_Stated problem A:_ Rewrite the stretch of the Solr encoding thread from "Posted by Dennis" through "make them yourself.", putting "errors" wherever "mistakes" appears.

_Quoted text:_
• • • •
You are viewing a plain text version of this content. The canonical link for it is here.
Posted to solr-user@lucene.apache.org by prasad deshpande <pr...@gmail.com> on 2011/01/27 07:31:08 UTC

Does solr supports indexing of files other than UTF-8

Hello,


I am able to successfully index/search non-Engilsh data(like Hebrew,
Japnese) which was encoded in UTF-8.
However, When I tried to index data which was encoded in local encoding like
Big5 for Japanese I could not see the desired results.
The contents after indexing looked garbled for Big5 encoded document when I
searched for all indexed documents.

Converting a complete document in UTF-8 is not feasible.
I am not very clear about how Solr support these localizations with other
than UTF-8 encoding.


I verified below links
1. http://lucene.apache.org/java/3_0_3/api/all/index.html
2.  http://wiki.apache.org/solr/LanguageAnalysis

Thanks and Regards,
Prasad

Re: Does solr supports indexing of files other than UTF-8

Posted by Dennis Gearon <ge...@sbcglobal.net>.
Use ICONV library in your server side language.

Convert it to utf-8, store it with a filed describing what incoding it was in, 
and re encode it if you wish.

 Dennis Gearon


Signature Warning
----------------
It is always a good idea to learn from your own mistakes. It is usually a better 
idea to learn from others’ mistakes, so you do not have to make them yourself. 
from 'http://blogs.techrepublic.com.com/security/?p=4501&tag=nl.e036'


EARTH has a Right To Life,
otherwise we all die.



----- Original Message ----
From: prasad deshpande <pr...@gmail.com>
To: solr-user@lucene.apache.org
Sent: Fri, January 28, 2011 12:41:29 AM
Subject: Re: Does solr supports indexing of files other than UTF-8

Thanks paul.

However I want to support local encoding files to be indexed. How would I
achieve it?

On Thu, Jan 27, 2011 at 2:46 PM, Paul Libbrecht <pa...@hoplahup.net> wrote:

> At least in java utf-8 transcoding is done on a stream basis. No issue
> there.
>
> paul
>
>
> Le 27 janv. 2011 à 09:51, prasad deshpande a écrit :
>
> > The size of docs can be huge, like suppose there are 800MB pdf file to
> index
> > it I need to translate it in UTF-8 and then send this file to index. Now
> > suppose there can be any number of clients who can upload file. at that
> time
> > it will affect performance. and already our product support localization
> > with local encoding.
> >
> > Thanks,
> > Prasad
> >
> > On Thu, Jan 27, 2011 at 2:04 PM, Paul Libbrecht <pa...@hoplahup.net>
> wrote:
> >
> >> Why is converting documents to utf-8 not feasible?
> >> Nowadays any platform offers such services.
> >>
> >> Can you give a detailed failure description (maybe with the URL to a
> sample
> >> document you post)?
• • • •
_Materials provided:_

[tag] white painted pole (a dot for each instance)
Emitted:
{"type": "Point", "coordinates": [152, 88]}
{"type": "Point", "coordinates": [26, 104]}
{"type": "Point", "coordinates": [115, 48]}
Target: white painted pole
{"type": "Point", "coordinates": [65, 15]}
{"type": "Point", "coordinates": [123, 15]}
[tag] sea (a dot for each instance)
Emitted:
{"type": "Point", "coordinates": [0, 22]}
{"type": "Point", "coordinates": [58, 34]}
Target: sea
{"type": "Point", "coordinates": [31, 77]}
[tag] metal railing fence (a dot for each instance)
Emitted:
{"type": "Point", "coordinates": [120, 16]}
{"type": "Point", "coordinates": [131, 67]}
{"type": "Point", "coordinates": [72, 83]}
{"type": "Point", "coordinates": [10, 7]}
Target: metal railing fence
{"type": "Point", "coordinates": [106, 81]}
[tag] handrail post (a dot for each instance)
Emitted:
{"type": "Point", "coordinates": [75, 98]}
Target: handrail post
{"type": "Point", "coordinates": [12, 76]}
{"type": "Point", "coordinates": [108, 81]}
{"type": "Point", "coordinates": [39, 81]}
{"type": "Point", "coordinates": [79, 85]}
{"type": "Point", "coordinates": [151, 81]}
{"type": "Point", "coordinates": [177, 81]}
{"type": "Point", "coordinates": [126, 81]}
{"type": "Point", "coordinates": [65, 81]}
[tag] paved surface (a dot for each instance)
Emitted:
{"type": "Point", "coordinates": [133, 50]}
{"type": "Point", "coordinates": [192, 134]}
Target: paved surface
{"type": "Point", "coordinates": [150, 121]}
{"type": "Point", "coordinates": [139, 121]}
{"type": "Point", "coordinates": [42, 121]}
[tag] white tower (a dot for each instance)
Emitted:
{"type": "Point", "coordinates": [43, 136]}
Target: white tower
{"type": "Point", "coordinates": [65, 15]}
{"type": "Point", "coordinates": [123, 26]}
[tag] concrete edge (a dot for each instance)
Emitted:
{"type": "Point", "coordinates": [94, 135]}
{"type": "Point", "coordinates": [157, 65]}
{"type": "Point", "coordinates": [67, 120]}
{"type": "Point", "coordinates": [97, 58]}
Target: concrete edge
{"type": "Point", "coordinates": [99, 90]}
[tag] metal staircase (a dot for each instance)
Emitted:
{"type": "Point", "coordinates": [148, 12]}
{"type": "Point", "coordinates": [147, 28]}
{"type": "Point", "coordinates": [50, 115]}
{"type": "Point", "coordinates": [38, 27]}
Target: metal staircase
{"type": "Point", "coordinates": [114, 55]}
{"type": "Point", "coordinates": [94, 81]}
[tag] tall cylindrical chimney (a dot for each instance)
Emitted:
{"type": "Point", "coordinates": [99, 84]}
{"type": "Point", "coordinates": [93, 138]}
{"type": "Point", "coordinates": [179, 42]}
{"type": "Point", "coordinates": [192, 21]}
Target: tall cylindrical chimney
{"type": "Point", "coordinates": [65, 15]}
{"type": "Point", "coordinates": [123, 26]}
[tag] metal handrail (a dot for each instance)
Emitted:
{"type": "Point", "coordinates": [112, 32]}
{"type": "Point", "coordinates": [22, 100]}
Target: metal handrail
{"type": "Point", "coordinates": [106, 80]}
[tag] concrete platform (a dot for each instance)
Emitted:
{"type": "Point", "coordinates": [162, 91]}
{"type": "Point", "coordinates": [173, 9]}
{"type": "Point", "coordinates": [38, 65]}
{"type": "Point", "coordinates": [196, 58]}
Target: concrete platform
• • • •
_Stated problem B:_ Pick out every line of the listing that contains the string "chimney".

_Correct result A:_
Posted by Dennis Gearon <ge...@sbcglobal.net>.
Use ICONV library in your server side language.

Convert it to utf-8, store it with a filed describing what incoding it was in, 
and re encode it if you wish.

 Dennis Gearon


Signature Warning
----------------
It is always a good idea to learn from your own errors. It is usually a better 
idea to learn from others’ errors, so you do not have to make them yourself.

_Correct result B:_
[tag] tall cylindrical chimney (a dot for each instance)
Target: tall cylindrical chimney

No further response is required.